TEXTABSCHNITT:
________________________

Während man erst dem naturnotwendigen, dem gesetzmäßigen Ablauf der wirtschaftlichen Entwicklung zusehen konnte, war man jetzt verpflichtet, Ansatzpunkte des Eingreifens zu finden. Dabei ergaben sich einige ganz deutliche Grundsätze. Die bestehende Gesellschaft bewies jeden Augenblick, daß es eine Lüge war, zu behaupten, daß die konsequenteste Verfolgung der Einzelinteressen gewissermaßen automatisch zur besten Befriedigung der Gesamtinteressen führe. Die bestehende - die damalige und die heutige — Gesellschaft bewies, daß die immer wieder dem Sozialismus entgegengehaltene Behauptung von der Ungleichheit der Menschen in Anlage und Leistung als der Rechtfertigung für einen uneingeschränkten Individualismus auf einem Trugschluß beruhte. Wirtschaftliche, politische und soziale Macht sind auch heute noch in einer Weise verteilt, die wenig oder gar nichts mit der durchaus anzuerkennenden Ungleichheit der Menschen zu tun hat. Hier werden sehr verschiedene Dinge vermengt und führen damit zum Versuch einer Rechtfertigung gesellschaftlicher Ungleichheit, die weit über die natürliche Ungleichheit hinausgeht und Unrecht zu legalisieren sucht. Dieser Ausbeutung des Menschen durch den Menschen, dieser Entmenschlichung des Menschen entgegenzutreten, ist eine notwendige Aufgabe, mit der der Sozialismus seine Daseinsberechtigung durchaus begründen kann.

Erst nach Anerkennung dieser notwendigen und berechtigten Korrektur der bestehenden Gesellschaft steht die Zweckmäßigkeit der dazu angewandten Mittel zur Diskussion.

________________________

DATEN:
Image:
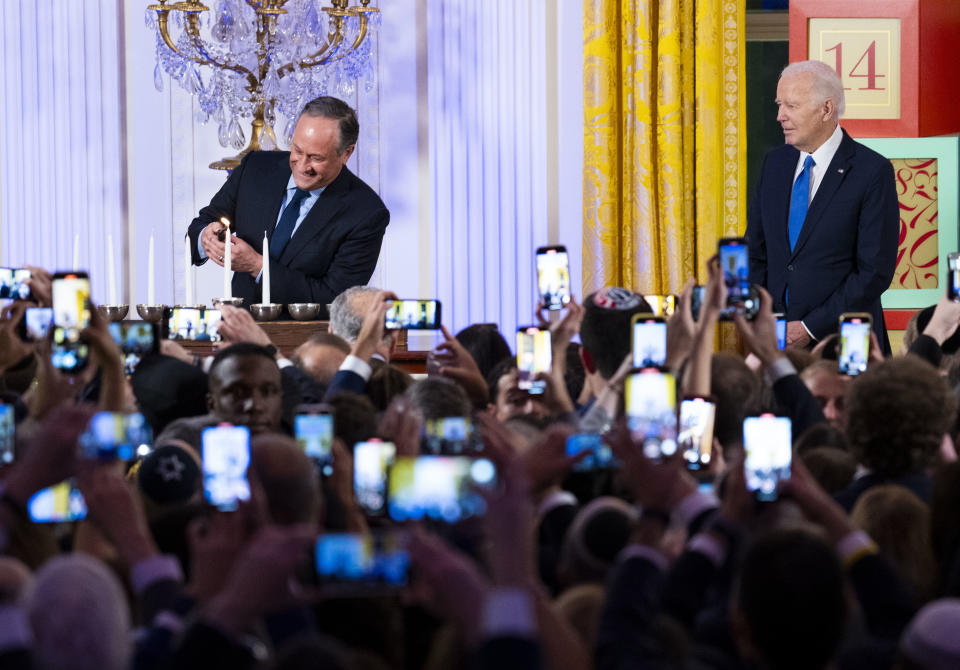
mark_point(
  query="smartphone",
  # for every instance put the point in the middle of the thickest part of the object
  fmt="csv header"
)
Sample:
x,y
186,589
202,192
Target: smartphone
x,y
136,339
371,461
449,436
360,563
735,261
662,305
854,343
953,277
71,314
13,284
768,442
413,315
695,437
195,324
600,455
441,488
534,356
553,276
651,411
225,457
116,436
62,502
7,434
313,430
649,340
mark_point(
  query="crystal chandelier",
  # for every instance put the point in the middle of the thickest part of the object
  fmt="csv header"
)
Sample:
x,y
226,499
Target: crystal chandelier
x,y
262,60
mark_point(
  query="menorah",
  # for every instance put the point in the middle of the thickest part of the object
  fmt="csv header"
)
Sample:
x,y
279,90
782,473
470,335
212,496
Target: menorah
x,y
266,58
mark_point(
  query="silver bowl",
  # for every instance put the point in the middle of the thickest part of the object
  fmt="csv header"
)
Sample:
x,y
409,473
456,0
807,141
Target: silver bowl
x,y
219,302
265,311
151,313
303,311
113,312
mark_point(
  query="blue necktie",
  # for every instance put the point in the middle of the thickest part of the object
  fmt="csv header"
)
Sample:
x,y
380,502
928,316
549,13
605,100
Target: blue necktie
x,y
799,200
284,229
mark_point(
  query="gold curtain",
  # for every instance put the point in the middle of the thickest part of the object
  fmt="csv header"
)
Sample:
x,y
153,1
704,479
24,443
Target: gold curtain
x,y
664,139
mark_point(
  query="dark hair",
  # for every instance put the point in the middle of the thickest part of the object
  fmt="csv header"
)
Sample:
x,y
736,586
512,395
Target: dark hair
x,y
791,594
485,344
328,107
898,413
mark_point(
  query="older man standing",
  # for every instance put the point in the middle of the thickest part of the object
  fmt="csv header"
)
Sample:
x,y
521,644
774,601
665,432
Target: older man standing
x,y
823,225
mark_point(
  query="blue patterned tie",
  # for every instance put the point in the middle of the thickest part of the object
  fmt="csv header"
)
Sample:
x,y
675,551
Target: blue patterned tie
x,y
799,200
284,229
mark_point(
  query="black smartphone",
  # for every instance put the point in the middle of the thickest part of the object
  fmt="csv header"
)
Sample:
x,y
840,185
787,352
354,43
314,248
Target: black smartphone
x,y
768,442
534,356
192,323
313,430
649,340
59,503
116,436
553,276
854,343
136,339
13,284
413,315
226,457
441,488
651,411
71,314
7,434
371,460
695,437
357,564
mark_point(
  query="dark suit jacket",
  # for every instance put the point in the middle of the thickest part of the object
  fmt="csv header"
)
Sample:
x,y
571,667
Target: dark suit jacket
x,y
847,250
335,247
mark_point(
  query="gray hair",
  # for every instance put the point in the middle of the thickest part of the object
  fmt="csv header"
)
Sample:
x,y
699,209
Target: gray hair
x,y
826,82
345,320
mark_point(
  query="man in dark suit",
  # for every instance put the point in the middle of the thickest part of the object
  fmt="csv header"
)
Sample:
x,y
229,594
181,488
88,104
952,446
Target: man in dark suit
x,y
823,226
323,223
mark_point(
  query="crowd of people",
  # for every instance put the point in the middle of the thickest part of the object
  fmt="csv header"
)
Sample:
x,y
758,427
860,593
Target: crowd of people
x,y
641,565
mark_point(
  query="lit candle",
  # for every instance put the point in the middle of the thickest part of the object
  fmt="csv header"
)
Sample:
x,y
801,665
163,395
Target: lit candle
x,y
112,271
227,261
265,279
151,284
187,271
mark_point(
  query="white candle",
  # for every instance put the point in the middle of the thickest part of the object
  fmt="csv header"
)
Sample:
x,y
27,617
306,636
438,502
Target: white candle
x,y
151,284
112,271
227,261
188,272
265,279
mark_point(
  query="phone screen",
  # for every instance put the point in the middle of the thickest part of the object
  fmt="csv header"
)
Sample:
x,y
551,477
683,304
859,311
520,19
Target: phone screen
x,y
553,276
226,456
190,323
651,412
7,433
534,357
442,488
314,434
413,315
13,284
854,345
136,339
59,503
696,432
116,435
362,560
768,442
370,463
649,341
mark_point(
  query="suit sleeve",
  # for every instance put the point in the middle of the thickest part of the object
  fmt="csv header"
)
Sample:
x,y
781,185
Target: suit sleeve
x,y
877,233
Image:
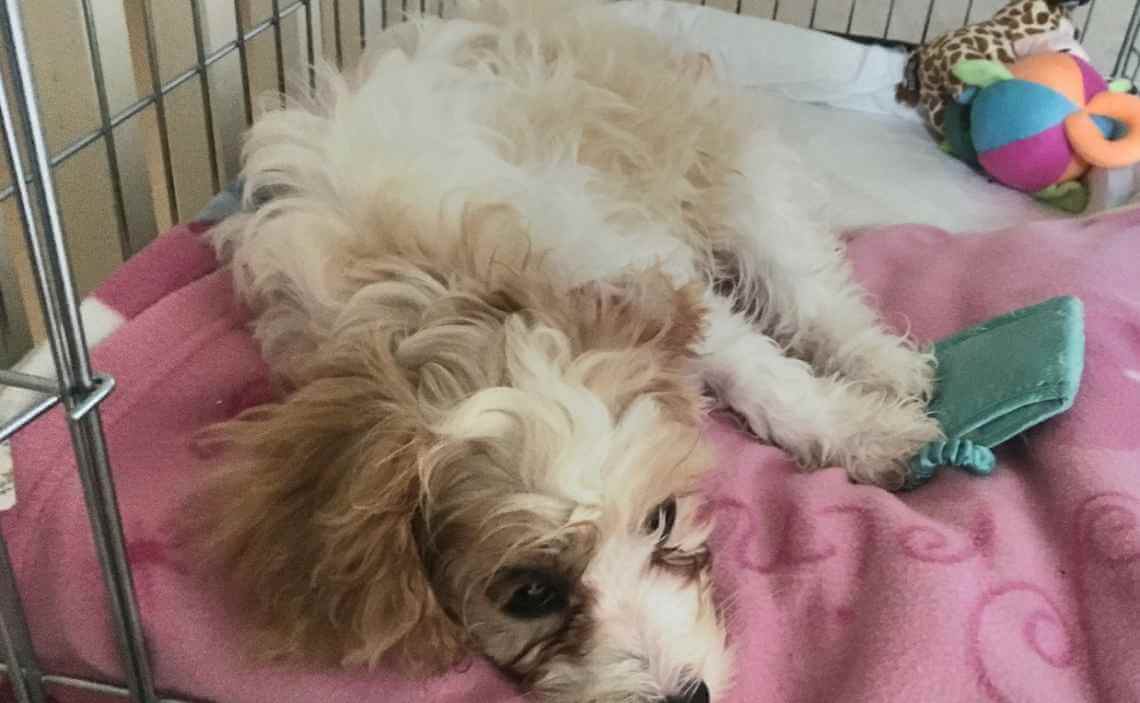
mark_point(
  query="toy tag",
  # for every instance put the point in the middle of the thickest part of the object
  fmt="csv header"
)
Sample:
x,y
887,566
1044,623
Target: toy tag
x,y
1000,378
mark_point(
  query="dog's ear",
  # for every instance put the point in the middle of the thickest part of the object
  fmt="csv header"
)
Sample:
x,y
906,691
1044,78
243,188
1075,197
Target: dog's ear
x,y
312,520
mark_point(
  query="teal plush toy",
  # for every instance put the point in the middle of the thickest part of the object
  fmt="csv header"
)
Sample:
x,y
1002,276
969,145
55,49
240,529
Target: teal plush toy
x,y
1000,378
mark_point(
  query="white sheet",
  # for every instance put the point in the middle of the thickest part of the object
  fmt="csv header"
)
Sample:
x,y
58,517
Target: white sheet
x,y
833,99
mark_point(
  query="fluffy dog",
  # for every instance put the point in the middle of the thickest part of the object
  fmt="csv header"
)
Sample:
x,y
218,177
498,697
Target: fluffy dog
x,y
494,276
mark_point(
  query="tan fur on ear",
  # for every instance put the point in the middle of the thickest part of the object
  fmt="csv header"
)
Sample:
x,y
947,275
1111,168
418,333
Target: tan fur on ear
x,y
314,521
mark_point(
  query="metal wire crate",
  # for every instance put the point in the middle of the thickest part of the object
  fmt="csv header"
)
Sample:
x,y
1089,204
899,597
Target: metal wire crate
x,y
333,30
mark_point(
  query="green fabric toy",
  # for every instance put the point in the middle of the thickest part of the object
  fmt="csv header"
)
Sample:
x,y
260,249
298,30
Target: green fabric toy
x,y
1000,378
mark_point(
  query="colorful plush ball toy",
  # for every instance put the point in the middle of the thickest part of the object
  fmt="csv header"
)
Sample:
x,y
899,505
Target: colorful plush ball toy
x,y
1041,123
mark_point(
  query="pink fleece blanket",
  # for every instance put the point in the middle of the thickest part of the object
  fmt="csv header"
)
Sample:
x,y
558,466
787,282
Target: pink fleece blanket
x,y
1020,587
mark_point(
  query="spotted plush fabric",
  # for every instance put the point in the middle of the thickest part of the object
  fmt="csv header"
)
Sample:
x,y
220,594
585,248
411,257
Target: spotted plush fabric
x,y
929,82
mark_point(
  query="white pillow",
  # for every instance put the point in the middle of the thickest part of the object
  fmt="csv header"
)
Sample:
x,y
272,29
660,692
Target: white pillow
x,y
792,62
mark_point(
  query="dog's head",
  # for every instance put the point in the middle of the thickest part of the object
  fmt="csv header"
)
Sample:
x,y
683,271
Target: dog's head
x,y
480,462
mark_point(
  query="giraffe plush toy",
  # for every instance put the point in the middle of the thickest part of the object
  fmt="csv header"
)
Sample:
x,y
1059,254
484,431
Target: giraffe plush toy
x,y
1019,29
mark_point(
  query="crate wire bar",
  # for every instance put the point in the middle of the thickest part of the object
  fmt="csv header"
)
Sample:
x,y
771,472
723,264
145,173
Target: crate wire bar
x,y
78,387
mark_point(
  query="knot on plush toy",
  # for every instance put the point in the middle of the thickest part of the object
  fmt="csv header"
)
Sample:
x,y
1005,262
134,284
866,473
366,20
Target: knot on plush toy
x,y
962,454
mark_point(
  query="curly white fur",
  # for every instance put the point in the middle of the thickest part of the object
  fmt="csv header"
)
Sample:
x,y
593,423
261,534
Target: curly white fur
x,y
532,235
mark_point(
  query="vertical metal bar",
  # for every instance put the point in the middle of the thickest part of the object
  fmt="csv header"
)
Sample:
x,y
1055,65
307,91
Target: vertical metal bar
x,y
204,86
243,63
364,25
73,366
890,15
336,34
1088,19
100,91
279,50
160,108
24,673
310,46
926,25
1129,43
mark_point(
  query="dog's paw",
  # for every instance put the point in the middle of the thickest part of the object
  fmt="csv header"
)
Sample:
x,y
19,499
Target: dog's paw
x,y
880,449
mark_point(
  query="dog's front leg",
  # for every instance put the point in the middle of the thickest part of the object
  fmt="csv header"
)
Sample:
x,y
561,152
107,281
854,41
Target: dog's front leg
x,y
821,419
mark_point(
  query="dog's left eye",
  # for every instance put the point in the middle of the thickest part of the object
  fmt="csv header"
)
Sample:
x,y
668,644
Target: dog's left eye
x,y
660,520
537,596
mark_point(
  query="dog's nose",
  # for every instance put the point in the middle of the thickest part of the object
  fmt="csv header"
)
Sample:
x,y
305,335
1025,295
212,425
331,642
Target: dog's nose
x,y
694,693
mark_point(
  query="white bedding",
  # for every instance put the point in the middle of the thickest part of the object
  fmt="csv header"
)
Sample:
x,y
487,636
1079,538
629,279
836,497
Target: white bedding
x,y
833,99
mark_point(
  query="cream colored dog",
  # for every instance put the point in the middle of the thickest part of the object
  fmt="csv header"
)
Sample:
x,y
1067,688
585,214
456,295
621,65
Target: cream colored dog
x,y
494,277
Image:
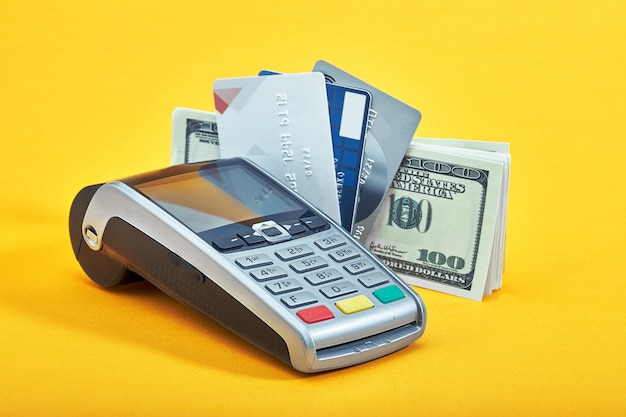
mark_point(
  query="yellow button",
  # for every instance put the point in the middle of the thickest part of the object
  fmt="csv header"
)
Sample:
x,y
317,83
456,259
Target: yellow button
x,y
354,304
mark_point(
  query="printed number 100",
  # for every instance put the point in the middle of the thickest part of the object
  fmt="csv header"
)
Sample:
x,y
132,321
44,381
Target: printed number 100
x,y
439,258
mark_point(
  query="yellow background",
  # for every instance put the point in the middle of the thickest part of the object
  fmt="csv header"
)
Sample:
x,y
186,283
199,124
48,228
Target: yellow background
x,y
87,90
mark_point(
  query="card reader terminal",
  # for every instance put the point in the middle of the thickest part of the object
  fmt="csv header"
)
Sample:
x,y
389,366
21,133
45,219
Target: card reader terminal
x,y
230,241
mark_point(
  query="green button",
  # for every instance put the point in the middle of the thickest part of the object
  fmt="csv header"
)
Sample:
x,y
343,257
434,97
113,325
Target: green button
x,y
389,294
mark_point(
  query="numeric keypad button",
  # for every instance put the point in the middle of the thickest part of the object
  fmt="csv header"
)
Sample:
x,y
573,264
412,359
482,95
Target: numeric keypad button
x,y
309,264
283,286
294,252
330,242
268,273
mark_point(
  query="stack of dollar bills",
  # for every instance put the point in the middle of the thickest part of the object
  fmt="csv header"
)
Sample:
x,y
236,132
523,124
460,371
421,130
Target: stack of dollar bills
x,y
433,210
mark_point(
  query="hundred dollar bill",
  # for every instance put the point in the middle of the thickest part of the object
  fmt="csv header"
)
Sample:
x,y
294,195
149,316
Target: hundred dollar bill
x,y
194,136
436,227
498,151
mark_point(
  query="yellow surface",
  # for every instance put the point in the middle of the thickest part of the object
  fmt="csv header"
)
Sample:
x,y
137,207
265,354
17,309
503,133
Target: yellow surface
x,y
87,90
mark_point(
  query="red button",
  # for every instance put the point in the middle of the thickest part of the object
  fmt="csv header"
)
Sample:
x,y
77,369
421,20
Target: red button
x,y
315,314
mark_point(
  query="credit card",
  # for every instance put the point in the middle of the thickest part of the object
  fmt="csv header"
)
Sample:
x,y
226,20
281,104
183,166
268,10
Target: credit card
x,y
282,124
348,110
388,139
194,136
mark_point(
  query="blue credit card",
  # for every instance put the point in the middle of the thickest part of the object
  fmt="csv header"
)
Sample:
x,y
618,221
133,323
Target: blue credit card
x,y
349,109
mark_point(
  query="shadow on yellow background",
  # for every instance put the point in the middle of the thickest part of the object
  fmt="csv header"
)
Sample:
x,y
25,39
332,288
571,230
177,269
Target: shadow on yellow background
x,y
87,92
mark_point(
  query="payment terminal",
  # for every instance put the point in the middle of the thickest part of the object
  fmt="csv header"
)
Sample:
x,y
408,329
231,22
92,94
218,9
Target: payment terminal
x,y
230,241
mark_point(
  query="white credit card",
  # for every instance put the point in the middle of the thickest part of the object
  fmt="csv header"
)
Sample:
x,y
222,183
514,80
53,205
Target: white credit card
x,y
282,124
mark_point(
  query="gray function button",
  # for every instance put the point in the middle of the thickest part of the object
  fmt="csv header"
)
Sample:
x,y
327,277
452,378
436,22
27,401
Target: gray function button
x,y
294,252
271,231
322,277
330,242
344,254
267,273
308,264
339,289
252,261
283,286
373,280
299,299
360,266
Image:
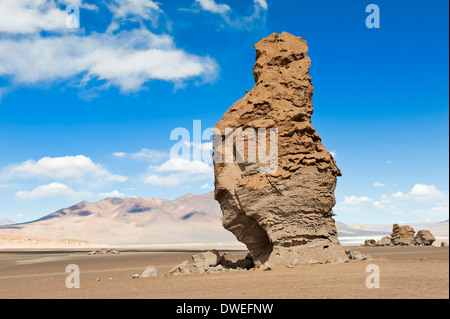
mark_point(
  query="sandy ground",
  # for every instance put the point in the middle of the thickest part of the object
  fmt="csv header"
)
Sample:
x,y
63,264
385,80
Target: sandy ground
x,y
409,272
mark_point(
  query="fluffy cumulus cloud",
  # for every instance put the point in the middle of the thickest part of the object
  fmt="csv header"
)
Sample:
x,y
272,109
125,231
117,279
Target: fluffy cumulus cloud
x,y
50,190
75,169
126,58
130,9
213,7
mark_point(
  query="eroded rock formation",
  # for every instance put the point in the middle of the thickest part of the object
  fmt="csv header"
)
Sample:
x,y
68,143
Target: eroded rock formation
x,y
402,235
285,215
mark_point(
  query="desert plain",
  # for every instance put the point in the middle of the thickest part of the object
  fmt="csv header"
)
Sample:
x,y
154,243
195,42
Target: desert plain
x,y
405,272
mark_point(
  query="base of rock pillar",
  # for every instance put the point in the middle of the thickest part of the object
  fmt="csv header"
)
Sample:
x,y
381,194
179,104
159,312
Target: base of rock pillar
x,y
314,253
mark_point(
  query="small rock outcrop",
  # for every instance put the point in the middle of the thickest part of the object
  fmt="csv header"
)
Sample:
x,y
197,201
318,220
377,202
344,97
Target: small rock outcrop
x,y
281,210
402,235
424,238
385,241
370,242
150,271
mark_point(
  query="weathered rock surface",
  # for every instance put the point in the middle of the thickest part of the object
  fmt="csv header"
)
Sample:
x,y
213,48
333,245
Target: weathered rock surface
x,y
370,242
284,215
402,235
356,255
385,241
424,238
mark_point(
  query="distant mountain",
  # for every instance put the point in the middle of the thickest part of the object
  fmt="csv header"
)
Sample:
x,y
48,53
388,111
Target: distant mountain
x,y
6,222
187,219
190,218
440,229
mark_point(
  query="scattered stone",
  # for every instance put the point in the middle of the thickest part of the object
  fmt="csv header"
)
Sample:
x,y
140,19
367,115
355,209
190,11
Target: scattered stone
x,y
356,255
181,269
385,241
246,263
402,235
265,267
215,270
104,251
202,262
294,263
370,243
281,210
424,238
150,271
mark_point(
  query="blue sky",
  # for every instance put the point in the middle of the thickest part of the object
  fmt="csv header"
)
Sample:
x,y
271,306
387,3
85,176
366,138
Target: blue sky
x,y
87,113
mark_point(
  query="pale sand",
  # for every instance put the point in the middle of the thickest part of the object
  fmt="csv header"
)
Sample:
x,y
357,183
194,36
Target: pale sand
x,y
403,275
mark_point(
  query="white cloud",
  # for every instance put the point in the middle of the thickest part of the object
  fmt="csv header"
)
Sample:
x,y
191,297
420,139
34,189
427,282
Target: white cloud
x,y
114,193
50,190
207,146
129,9
119,154
419,193
213,7
144,154
30,16
377,184
149,155
117,178
262,4
127,59
353,200
69,168
33,16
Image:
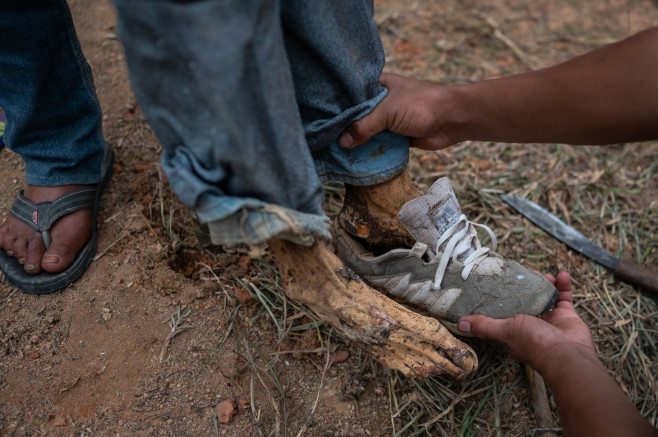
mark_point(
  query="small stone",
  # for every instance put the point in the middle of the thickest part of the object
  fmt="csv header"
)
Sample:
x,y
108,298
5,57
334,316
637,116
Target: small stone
x,y
244,261
339,357
243,404
243,296
58,421
226,411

________________________

AUFGABE 1:
Beantworten Sie anhand des Textes zum Sozialismus:
(a) Welche Behauptung wird darin als Lüge bezeichnet?
(b) Womit hat die Verteilung wirtschaftlicher, politischer und sozialer Macht laut dem Text wenig oder gar nichts zu tun?
(c) Was steht erst nach Anerkennung der Korrektur der bestehenden Gesellschaft zur Diskussion?
AUFGABE 2:
Schreiben Sie aus dem Text zum Sozialismus den Abschnitt ab, der mit den Worten „Erst nach Anerkennung“ beginnt und mit „Mittel zur Diskussion.“ endet.
AUFGABE 3:
Setzen Sie den Text zum Sozialismus nach seinem letzten Satz fort.
Die Datensätze braucht man für die Bearbeitung nicht.

ENDGÜLTIGE ANTWORT 1:
(a) Dass die konsequenteste Verfolgung der Einzelinteressen gewissermaßen automatisch zur besten Befriedigung der Gesamtinteressen führe.
(b) Mit der durchaus anzuerkennenden Ungleichheit der Menschen.
(c) Die Zweckmäßigkeit der dazu angewandten Mittel.

ENDGÜLTIGE ANTWORT 2:
Erst nach Anerkennung dieser notwendigen und berechtigten Korrektur der bestehenden Gesellschaft steht die Zweckmäßigkeit der dazu angewandten Mittel zur Diskussion.

ENDGÜLTIGE ANTWORT 3:
Noch im Banne des historischen Materialismus propagierte der Sozialismus die Vergesellschaftung der Produktionsmittel als eine Lösung des, wie ich anzudeuten versucht habe, menschlichen Problems, das es auch in der “heutigen Gesellschaft noch zu lösen gilt. Dabei spielte der Begriff des Eigentums zeitweilig eine große Rolle. Die Bereitheit zur Entschädigung bei der Enteignung bedeutet zwar die Anerkennung eines Rechtsgrundsatzes, ist jedoch nach meiner Auffassung nicht die wichtigste Frage dieses Problems. In dem Maße, in dem man erkannte, daß das Machtinstrument als solches entscheidender sein kann als der damit — vielleicht - verbundene private Besitz, wurde in sozialistischen Diskussionen dieser Vergesellschaftungsbegriff verfeinert. An die Stelle der Vergesellschaftung der Produktionsmittel trat die Vergesellschaftung der Verfügungsgewalt über die Produktionsmittel, wobei das Eigentumsrecht unberührt, der Machtmißbrauch jedoch eingeschränkt werden sollte. Es gibt innerhalb und außerhalb der sozialistischen Reihen viele Diskussionen über die Vergesellschaftung der Produktionsmittel. Jedenfalls ist man sich heute darüber einig, daß Vergesellschaftung keineswegs gleichbedeutend zu sein braucht mit Verstaatlichung.

Mit dieser letzten Bemerkung habe ich bereits den Uebergang zu einer Zusammenfassung Jenes Wandels im Leitbild des freiheitlichen Sozialismus erreicht, den zu zeichnen ich versuchen wollte.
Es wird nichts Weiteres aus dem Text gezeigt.